Our bilateral relations are more intense than I had foreseen, in all fields: Economy, tourism, education, culture… And I am working hard to increase them.
I visit Spanish companies, which are doing very well. There are big Spanish investments in Hungary: Automotive sector, hotels, and others; a total of around 270 companies with 4,500 employees.
The interest in the Spanish language is rocketing and we firmly support that. I visit periodically the bilingual (Spanish-Hungarian) sections in secondary schools around the country and in my meetings with students and teachers, I always stress the fact that Spanish is spoken, as a native language, by 470 million people in the world. I get acquainted with cultural institutions so as to complete an interesting cultural program. I believe culture is the best bridge between the people of two countries.
Presenting her credentials to Hungarian President János Áder (25.06.2018) (Photo by KEH | KKM Protokoll)
Tourism is also soaring: 280,000 Hungarian tourists visited Spain last year, and there are 12 direct destinations, from Budapest or Debrecen, to Spain. I have organized meetings with tour operators, Hungarian businessmen, or directors of cultural institutions in my residence. I try to cover all topics and get acquainted with all the possible actors in our bilateral relations.

------

Required task a —
Answer these questions from the text on Spanish-Hungarian relations.
(i) How many Spanish companies are in Hungary, and how many people do they employ?
(ii) By how many people in the world is Spanish spoken as a native language?
(iii) How many Hungarian tourists visited Spain last year?

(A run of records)
------

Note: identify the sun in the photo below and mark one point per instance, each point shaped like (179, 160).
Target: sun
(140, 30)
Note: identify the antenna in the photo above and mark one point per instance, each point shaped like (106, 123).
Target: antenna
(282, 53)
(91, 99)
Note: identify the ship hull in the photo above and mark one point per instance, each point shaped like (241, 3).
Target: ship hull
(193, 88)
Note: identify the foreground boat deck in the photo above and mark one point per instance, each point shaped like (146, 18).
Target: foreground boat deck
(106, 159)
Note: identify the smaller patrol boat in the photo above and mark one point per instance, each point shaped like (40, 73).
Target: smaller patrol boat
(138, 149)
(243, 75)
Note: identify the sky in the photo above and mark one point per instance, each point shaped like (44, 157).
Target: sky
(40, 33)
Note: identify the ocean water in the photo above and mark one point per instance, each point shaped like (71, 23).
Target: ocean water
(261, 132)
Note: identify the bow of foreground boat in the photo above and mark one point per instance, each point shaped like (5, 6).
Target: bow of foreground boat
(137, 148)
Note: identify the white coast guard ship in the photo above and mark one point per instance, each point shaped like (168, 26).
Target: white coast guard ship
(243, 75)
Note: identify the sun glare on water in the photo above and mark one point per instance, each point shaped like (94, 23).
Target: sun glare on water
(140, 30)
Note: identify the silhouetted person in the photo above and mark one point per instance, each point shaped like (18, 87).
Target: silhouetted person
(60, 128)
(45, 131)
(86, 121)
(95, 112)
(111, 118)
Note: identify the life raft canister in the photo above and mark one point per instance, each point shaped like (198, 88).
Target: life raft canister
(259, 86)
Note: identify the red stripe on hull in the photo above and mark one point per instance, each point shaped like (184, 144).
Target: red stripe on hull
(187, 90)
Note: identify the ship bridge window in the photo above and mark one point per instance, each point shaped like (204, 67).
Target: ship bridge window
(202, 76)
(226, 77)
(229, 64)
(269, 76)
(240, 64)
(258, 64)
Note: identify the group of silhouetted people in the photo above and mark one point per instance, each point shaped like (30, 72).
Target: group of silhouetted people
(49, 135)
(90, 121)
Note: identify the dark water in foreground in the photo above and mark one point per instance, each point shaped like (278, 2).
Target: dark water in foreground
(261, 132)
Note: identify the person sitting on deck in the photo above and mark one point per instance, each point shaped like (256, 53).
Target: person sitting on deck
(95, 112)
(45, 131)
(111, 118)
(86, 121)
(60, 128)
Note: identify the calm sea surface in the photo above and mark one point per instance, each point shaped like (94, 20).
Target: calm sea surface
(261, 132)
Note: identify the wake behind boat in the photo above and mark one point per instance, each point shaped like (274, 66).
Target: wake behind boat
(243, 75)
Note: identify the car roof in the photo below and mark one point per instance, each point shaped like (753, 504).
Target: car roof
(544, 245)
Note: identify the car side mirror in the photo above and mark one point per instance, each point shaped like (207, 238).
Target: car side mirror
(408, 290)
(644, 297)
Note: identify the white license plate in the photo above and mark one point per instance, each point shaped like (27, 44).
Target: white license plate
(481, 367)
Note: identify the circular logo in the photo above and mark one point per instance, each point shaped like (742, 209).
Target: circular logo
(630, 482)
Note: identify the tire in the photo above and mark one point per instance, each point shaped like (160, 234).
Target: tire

------

Required task b — Rewrite the lines of the listing starting with the line with "Note: identify the circular" and going on through the end of the listing, substituting "round emblem" for "circular logo" and leaving all else unchanged.

Exercise output a —
(i) Around 270 companies, with 4,500 employees.
(ii) 470 million people.
(iii) 280,000.

Exercise output b —
Note: identify the round emblem in the photo above and mark one point per instance, each point shaped like (742, 209).
Target: round emblem
(630, 482)
Note: identify the tire in the photo above and mark one point per instance, each point shaped like (160, 234).
Target: tire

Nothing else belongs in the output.